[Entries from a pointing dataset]
-*-
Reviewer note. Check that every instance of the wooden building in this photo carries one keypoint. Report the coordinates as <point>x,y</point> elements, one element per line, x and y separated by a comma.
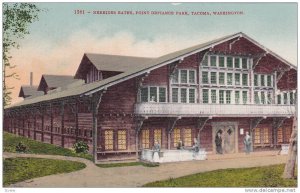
<point>122,104</point>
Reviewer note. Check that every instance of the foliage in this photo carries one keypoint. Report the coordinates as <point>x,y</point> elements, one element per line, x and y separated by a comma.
<point>16,19</point>
<point>20,169</point>
<point>20,148</point>
<point>268,176</point>
<point>81,147</point>
<point>10,141</point>
<point>125,164</point>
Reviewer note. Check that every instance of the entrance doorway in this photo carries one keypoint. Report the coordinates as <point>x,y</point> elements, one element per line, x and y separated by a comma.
<point>228,131</point>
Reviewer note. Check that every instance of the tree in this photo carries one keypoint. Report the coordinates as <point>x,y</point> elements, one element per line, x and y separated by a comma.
<point>16,19</point>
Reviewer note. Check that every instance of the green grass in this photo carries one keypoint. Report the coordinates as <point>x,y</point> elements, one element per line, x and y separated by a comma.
<point>20,169</point>
<point>125,164</point>
<point>11,140</point>
<point>269,176</point>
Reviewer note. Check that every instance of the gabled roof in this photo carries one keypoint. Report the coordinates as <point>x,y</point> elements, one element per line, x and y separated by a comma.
<point>55,81</point>
<point>29,91</point>
<point>149,65</point>
<point>106,62</point>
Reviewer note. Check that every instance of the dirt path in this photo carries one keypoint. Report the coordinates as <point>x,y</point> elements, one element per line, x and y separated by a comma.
<point>135,176</point>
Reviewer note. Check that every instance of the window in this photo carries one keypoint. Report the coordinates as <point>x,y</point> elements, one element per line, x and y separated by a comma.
<point>183,76</point>
<point>237,62</point>
<point>221,61</point>
<point>245,97</point>
<point>263,98</point>
<point>255,80</point>
<point>192,77</point>
<point>256,98</point>
<point>205,77</point>
<point>257,135</point>
<point>221,96</point>
<point>213,95</point>
<point>279,99</point>
<point>266,135</point>
<point>245,79</point>
<point>192,95</point>
<point>187,137</point>
<point>237,79</point>
<point>237,97</point>
<point>205,95</point>
<point>145,138</point>
<point>228,97</point>
<point>176,134</point>
<point>229,78</point>
<point>122,139</point>
<point>109,139</point>
<point>213,61</point>
<point>183,92</point>
<point>175,95</point>
<point>162,94</point>
<point>269,80</point>
<point>244,63</point>
<point>153,94</point>
<point>279,135</point>
<point>157,135</point>
<point>213,78</point>
<point>221,78</point>
<point>229,62</point>
<point>262,80</point>
<point>205,61</point>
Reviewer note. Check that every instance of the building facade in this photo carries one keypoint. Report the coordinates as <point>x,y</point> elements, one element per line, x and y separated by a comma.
<point>231,85</point>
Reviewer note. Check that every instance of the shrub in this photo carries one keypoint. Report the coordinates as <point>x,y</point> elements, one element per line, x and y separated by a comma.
<point>81,147</point>
<point>20,148</point>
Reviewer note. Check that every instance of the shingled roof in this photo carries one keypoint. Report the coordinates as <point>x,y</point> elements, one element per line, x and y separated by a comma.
<point>137,70</point>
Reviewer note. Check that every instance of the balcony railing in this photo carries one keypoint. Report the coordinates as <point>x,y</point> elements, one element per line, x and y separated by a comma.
<point>215,110</point>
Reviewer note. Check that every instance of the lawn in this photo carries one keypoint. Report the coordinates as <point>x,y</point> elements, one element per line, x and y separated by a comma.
<point>269,176</point>
<point>20,169</point>
<point>10,141</point>
<point>125,164</point>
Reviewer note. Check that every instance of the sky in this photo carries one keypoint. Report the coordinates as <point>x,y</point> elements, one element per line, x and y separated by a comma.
<point>59,39</point>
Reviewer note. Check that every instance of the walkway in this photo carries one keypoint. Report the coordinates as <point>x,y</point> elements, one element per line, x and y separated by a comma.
<point>136,176</point>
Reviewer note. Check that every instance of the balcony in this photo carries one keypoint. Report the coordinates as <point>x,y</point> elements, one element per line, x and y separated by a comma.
<point>215,110</point>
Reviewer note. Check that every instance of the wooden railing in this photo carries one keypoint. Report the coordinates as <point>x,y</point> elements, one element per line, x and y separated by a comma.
<point>215,110</point>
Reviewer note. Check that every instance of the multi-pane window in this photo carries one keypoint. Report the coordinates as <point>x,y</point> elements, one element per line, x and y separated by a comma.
<point>109,139</point>
<point>213,94</point>
<point>183,92</point>
<point>244,63</point>
<point>157,135</point>
<point>122,139</point>
<point>188,137</point>
<point>221,96</point>
<point>175,95</point>
<point>205,95</point>
<point>221,61</point>
<point>237,79</point>
<point>245,97</point>
<point>145,138</point>
<point>237,97</point>
<point>213,78</point>
<point>213,61</point>
<point>205,77</point>
<point>279,135</point>
<point>229,78</point>
<point>257,135</point>
<point>245,79</point>
<point>266,135</point>
<point>229,62</point>
<point>237,62</point>
<point>221,78</point>
<point>228,96</point>
<point>176,135</point>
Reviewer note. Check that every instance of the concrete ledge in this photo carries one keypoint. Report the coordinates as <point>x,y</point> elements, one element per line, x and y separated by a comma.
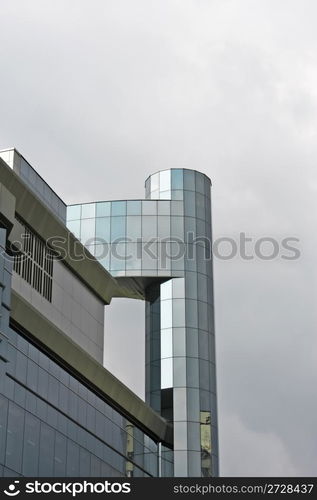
<point>100,379</point>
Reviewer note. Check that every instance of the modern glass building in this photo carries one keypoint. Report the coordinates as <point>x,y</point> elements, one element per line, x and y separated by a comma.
<point>61,412</point>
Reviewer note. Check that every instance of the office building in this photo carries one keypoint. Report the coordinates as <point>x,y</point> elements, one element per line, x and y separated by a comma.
<point>62,413</point>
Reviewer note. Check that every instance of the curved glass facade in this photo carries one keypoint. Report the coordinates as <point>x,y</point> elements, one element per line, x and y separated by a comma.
<point>164,241</point>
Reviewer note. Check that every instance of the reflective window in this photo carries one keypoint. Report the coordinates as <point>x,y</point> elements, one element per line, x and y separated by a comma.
<point>165,180</point>
<point>200,183</point>
<point>73,212</point>
<point>133,227</point>
<point>163,207</point>
<point>134,207</point>
<point>88,210</point>
<point>149,207</point>
<point>178,312</point>
<point>133,256</point>
<point>103,229</point>
<point>155,182</point>
<point>189,203</point>
<point>166,373</point>
<point>103,209</point>
<point>166,314</point>
<point>192,372</point>
<point>179,342</point>
<point>179,376</point>
<point>200,206</point>
<point>180,436</point>
<point>164,226</point>
<point>189,180</point>
<point>118,208</point>
<point>74,227</point>
<point>149,227</point>
<point>177,194</point>
<point>177,178</point>
<point>177,228</point>
<point>166,343</point>
<point>87,231</point>
<point>118,228</point>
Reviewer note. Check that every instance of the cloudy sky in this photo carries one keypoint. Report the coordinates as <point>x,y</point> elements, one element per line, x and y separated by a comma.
<point>99,94</point>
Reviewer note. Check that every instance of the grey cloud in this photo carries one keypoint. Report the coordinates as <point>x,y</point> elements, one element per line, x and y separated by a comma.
<point>99,94</point>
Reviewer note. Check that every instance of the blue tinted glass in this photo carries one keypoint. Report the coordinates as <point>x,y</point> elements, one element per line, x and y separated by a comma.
<point>118,208</point>
<point>133,227</point>
<point>87,231</point>
<point>88,210</point>
<point>189,204</point>
<point>117,228</point>
<point>149,207</point>
<point>103,209</point>
<point>177,179</point>
<point>200,185</point>
<point>103,229</point>
<point>73,212</point>
<point>74,227</point>
<point>134,207</point>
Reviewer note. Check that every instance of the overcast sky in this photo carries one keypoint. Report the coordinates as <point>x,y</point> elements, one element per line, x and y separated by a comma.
<point>99,94</point>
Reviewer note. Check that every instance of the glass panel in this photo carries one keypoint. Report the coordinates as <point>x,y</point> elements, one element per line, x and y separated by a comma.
<point>118,256</point>
<point>177,228</point>
<point>203,315</point>
<point>166,314</point>
<point>200,185</point>
<point>117,228</point>
<point>134,207</point>
<point>87,231</point>
<point>166,373</point>
<point>155,181</point>
<point>133,227</point>
<point>149,227</point>
<point>200,206</point>
<point>178,312</point>
<point>74,227</point>
<point>179,342</point>
<point>73,212</point>
<point>166,343</point>
<point>118,208</point>
<point>205,443</point>
<point>177,207</point>
<point>177,178</point>
<point>179,372</point>
<point>149,256</point>
<point>189,203</point>
<point>14,437</point>
<point>192,372</point>
<point>180,436</point>
<point>166,290</point>
<point>191,285</point>
<point>165,195</point>
<point>177,194</point>
<point>165,180</point>
<point>103,229</point>
<point>149,207</point>
<point>133,256</point>
<point>164,226</point>
<point>46,458</point>
<point>103,209</point>
<point>31,446</point>
<point>164,207</point>
<point>204,375</point>
<point>189,180</point>
<point>88,210</point>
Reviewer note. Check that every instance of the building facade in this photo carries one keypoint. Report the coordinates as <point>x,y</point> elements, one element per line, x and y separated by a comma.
<point>61,412</point>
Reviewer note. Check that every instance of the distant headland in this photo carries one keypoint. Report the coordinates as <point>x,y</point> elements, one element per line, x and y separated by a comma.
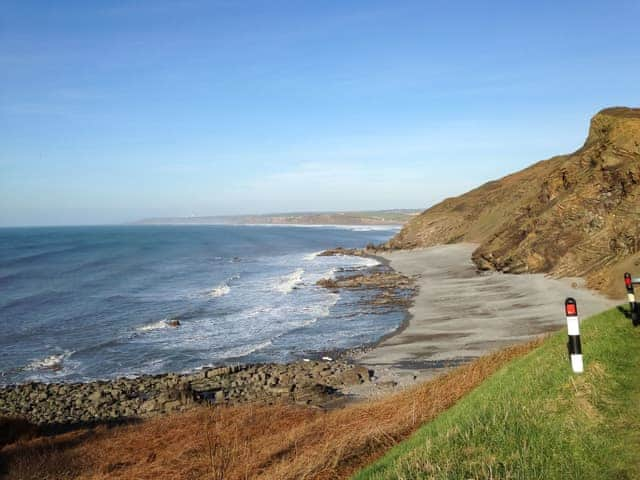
<point>373,217</point>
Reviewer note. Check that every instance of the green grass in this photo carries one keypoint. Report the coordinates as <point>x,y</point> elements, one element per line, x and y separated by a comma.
<point>535,419</point>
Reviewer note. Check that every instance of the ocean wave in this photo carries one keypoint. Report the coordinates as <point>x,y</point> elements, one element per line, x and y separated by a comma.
<point>312,256</point>
<point>367,262</point>
<point>244,350</point>
<point>153,326</point>
<point>289,282</point>
<point>220,291</point>
<point>52,362</point>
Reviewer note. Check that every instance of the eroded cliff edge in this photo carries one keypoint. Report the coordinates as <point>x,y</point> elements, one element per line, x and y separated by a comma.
<point>571,215</point>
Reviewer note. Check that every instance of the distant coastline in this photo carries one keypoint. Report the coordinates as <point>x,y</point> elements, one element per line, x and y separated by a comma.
<point>376,217</point>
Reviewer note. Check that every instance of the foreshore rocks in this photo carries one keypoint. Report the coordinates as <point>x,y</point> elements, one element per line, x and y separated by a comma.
<point>392,288</point>
<point>307,382</point>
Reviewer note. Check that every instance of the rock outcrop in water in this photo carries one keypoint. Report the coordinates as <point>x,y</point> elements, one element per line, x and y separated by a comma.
<point>571,215</point>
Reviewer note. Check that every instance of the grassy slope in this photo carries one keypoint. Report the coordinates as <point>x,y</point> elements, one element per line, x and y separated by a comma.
<point>535,419</point>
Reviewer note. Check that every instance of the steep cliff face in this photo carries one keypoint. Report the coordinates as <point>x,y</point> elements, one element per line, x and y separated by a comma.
<point>571,215</point>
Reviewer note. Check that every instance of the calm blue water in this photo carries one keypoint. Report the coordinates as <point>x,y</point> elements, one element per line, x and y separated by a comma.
<point>81,303</point>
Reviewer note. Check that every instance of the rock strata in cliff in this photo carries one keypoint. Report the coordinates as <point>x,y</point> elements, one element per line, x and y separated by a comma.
<point>571,215</point>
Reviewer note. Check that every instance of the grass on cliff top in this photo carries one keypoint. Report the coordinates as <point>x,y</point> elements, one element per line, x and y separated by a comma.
<point>534,419</point>
<point>278,442</point>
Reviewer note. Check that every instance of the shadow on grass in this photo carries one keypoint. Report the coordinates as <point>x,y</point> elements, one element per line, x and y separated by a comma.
<point>26,449</point>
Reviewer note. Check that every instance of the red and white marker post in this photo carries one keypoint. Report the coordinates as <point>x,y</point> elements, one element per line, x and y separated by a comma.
<point>573,328</point>
<point>633,306</point>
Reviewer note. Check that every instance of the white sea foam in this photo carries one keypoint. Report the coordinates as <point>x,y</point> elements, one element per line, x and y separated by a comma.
<point>289,282</point>
<point>367,262</point>
<point>244,350</point>
<point>153,326</point>
<point>52,362</point>
<point>220,291</point>
<point>312,256</point>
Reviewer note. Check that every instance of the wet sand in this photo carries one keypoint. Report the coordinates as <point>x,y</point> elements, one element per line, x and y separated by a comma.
<point>460,313</point>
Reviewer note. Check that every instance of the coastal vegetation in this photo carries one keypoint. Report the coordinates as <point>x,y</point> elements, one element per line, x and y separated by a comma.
<point>535,419</point>
<point>280,441</point>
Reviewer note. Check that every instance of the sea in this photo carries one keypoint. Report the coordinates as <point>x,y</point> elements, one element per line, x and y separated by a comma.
<point>87,303</point>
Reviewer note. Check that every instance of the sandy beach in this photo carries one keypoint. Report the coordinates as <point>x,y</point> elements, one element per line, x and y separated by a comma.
<point>460,313</point>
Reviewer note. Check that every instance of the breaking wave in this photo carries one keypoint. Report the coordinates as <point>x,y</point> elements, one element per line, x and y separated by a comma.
<point>52,362</point>
<point>290,282</point>
<point>153,326</point>
<point>220,291</point>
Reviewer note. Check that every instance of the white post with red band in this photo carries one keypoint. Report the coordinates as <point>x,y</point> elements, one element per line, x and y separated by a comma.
<point>573,328</point>
<point>633,306</point>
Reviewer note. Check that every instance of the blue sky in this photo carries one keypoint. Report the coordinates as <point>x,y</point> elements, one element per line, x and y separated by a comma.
<point>116,110</point>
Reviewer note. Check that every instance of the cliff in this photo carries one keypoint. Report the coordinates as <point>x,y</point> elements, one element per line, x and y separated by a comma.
<point>571,215</point>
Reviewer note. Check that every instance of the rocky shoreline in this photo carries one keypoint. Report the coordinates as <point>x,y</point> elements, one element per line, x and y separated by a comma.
<point>318,383</point>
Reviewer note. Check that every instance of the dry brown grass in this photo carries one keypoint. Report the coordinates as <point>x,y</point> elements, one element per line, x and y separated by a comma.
<point>250,441</point>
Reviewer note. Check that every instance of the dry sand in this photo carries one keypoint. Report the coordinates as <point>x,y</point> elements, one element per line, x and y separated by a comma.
<point>460,314</point>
-*-
Your objective → Your task is to transcribe the line containing "Reviewer note. Check that every instance of the white post" and every line after it, through the last line of the data, exactly as written and with nothing more.

Completed task →
Reviewer note. Check that every instance of the white post with red band in this photo carries one keypoint. Report the coordinates as <point>x,y</point> elements, one element per line, x and y separated by a comma.
<point>573,328</point>
<point>633,306</point>
Reviewer note. Check that every instance of the blue sky in this photo carries one keypoint. Report the coordinates as <point>x,y</point> elements, one element per line, x and y separated by a comma.
<point>116,110</point>
Reviewer note. Check that every instance of the cliff in this photo carries one keypoint. Report the coordinates as <point>x,y</point> elements, one element per line, x and y separated by a comma.
<point>571,215</point>
Reviewer note. Check that every instance of the rocky shoreline in this photo carries one keypoint. Report the coordinates as <point>x,y</point> elements, one element per line, x and y separated by a comma.
<point>318,383</point>
Reviewer note. Check that every instance of the dry brown grass in this photo carries one keypoint. Report the coordinates as <point>x,y</point> elements, one element per line, x and y separated by a comma.
<point>250,441</point>
Reviewer note. Check that every instance of the dry sand in this photo carries one keypoint. Report the coordinates as <point>x,y</point> elements, one element per line, x and y separated by a comma.
<point>460,314</point>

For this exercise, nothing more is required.